What Google Rankings Still Get Right

The study also confirms something important: existing SEO investment still matters.

Pages ranked #1 on Google were cited by ChatGPT 43.2% of the time — 3.5x more often than pages outside the top 20.

But that's a floor, not a ceiling. Google rank is necessary. It's no longer sufficient.

And here's the finding most boards will miss: sites with domain authority below 80 received 74% of ChatGPT citations — compared to just 25.4% from the highest-authority domains. The platforms your team may have written off as too small to compete with are capturing more AI citations than your biggest competitors.

The reality is that the playing field for AI-era visibility is more level than the SEO era suggested. Smaller, more specific content wins more often than brand weight alone. A well-written article on a niche finance publication about your wealth management approach can outperform your own corporate website in ChatGPT's citations.

For luxury brands facing reputation challenges — lab-grown diamond debates, sustainability scrutiny, pricing backlash — this means critical third-party content on mid-authority sites is shaping AI perception far more than your own polished communications.

The Easiest Lever Hiding in Your Existing Content

Here's where this gets immediately actionable.

Pages where the title overlapped with the query by more than 50% were cited 2.2x more often than lower-alignment pages. No new content needed. No technical investment. Title optimisation on existing pages — particularly those sitting at positions 10-20 on Google, where the citation advantage strengthens with refresh.

This is a lever most content teams haven't been told to pull yet.

And it compounds: only 15% of pages ChatGPT retrieved were ultimately cited — meaning 6 out of 7 pages that passed initial discovery still failed to earn a citation. Being found is necessary but far from sufficient. The gap between retrieval and citation is where most organisations have no visibility or strategy.

Citation rates also varied dramatically by query intent:

Product-discovery queries: 18.3% citation rate → How-to queries: 16.9% citation rate → Comparison queries: 13.1% citation rate → Validation queries: 11.3% citation rate

Content optimised for bottom-of-funnel commercial intent — the kind most luxury and financial services brands invest in — is the hardest to get cited by AI. Content that explains, teaches, and demonstrates expertise earns citations nearly twice as often.

For banks: your product pages are almost invisible to ChatGPT. Your thought leadership on market trends and wealth strategy? That's what gets cited.

For luxury brands: your collection lookbooks don't earn AI citations. Your brand heritage content, sustainability deep-dives, and craftsmanship stories do.

☆ ☆ ☆ ☆

## Problems to solve
a – In the text on AI citations, how would you say "Being found is necessary but far from sufficient." in Spanish?
b – Change "luxury brands" to "fashion houses" in the text on AI citations, and give the part from "The reality is" to "own polished communications.".

☆ ☆ ☆ ☆

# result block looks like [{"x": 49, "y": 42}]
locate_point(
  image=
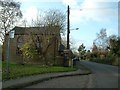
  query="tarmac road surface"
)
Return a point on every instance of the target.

☆ ☆ ☆ ☆

## Solution list
a – Ser encontrado es necesario, pero está lejos de ser suficiente.

b –
The reality is that the playing field for AI-era visibility is more level than the SEO era suggested. Smaller, more specific content wins more often than brand weight alone. A well-written article on a niche finance publication about your wealth management approach can outperform your own corporate website in ChatGPT's citations.

For fashion houses facing reputation challenges — lab-grown diamond debates, sustainability scrutiny, pricing backlash — this means critical third-party content on mid-authority sites is shaping AI perception far more than your own polished communications.